Вся цепочка побегов-выдворений, которую отразили страницы дела Квашнина-Самарина, выдает и крайнюю неповоротливость государственной машины: местные чиновники всякий раз не могут заранее предположить, что человек, высланный в их губернию под надзор, будет сознательно ухудшать свое положение побегом и обрекать себя на тюремное заключение или унизительное заточение в больнице, – и не устанавливают за ним постоянного наблюдения. Только после третьего его побега, в 1850 году, информация о том, что ссыльный Квашнин-Самарин покинул определенное ему место проживания, впервые достигла Петербурга раньше, чем он успел сам наведаться в полицейское или жандармское присутствие: во всех предыдущих случаях последовательность была обратной.

За побегами Квашнина-Самарина из мест ссылки, как правило, не следовало никаких розыскных мер и возвращения его в предписанные высочайшими указами губернии. Тюремные заключения или помещение в дома умалишенных тоже происходили только после того, как наш герой сам объявлялся в тех или иных присутственных местах – лично или посредством письма-прошения. Из его пояснительной записки можно узнать, что свое первое место ссылки, Боровичи Новгородской губернии, он покинул всего два месяца спустя после выдворения из столицы и пробыл после этого в Петербурге более года, пока не обратился к Санкт-Петербургскому военному губернатору Петру Кирилловичу Эссену с прошением об определении в службу.

ФРАГМЕНТ ЛИСТИНГА:
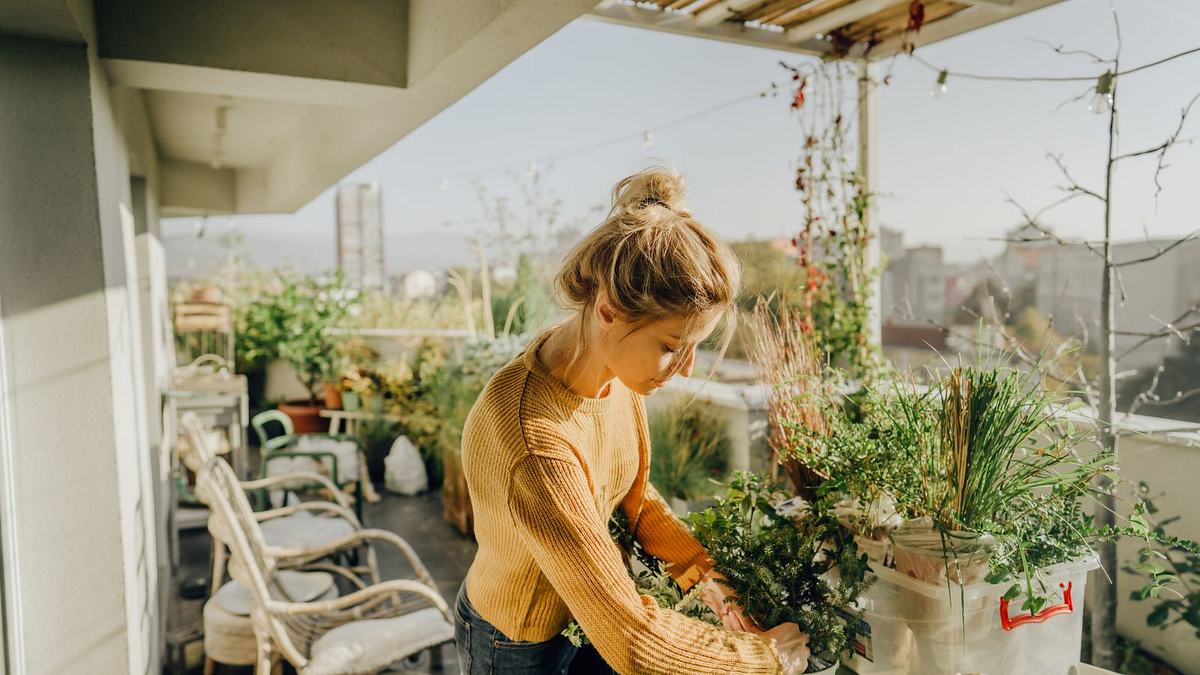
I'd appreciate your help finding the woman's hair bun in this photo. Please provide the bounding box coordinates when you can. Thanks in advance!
[612,167,688,213]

УСЛОВИЕ ЗАДАЧИ: Приведите заново полностью и без изменений текст о побегах Квашнина-Самарина из ссылки. Листинг взят из другого источника.

РЕШЕНИЕ ЗАДАЧИ:
Вся цепочка побегов-выдворений, которую отразили страницы дела Квашнина-Самарина, выдает и крайнюю неповоротливость государственной машины: местные чиновники всякий раз не могут заранее предположить, что человек, высланный в их губернию под надзор, будет сознательно ухудшать свое положение побегом и обрекать себя на тюремное заключение или унизительное заточение в больнице, – и не устанавливают за ним постоянного наблюдения. Только после третьего его побега, в 1850 году, информация о том, что ссыльный Квашнин-Самарин покинул определенное ему место проживания, впервые достигла Петербурга раньше, чем он успел сам наведаться в полицейское или жандармское присутствие: во всех предыдущих случаях последовательность была обратной.

За побегами Квашнина-Самарина из мест ссылки, как правило, не следовало никаких розыскных мер и возвращения его в предписанные высочайшими указами губернии. Тюремные заключения или помещение в дома умалишенных тоже происходили только после того, как наш герой сам объявлялся в тех или иных присутственных местах – лично или посредством письма-прошения. Из его пояснительной записки можно узнать, что свое первое место ссылки, Боровичи Новгородской губернии, он покинул всего два месяца спустя после выдворения из столицы и пробыл после этого в Петербурге более года, пока не обратился к Санкт-Петербургскому военному губернатору Петру Кирилловичу Эссену с прошением об определении в службу.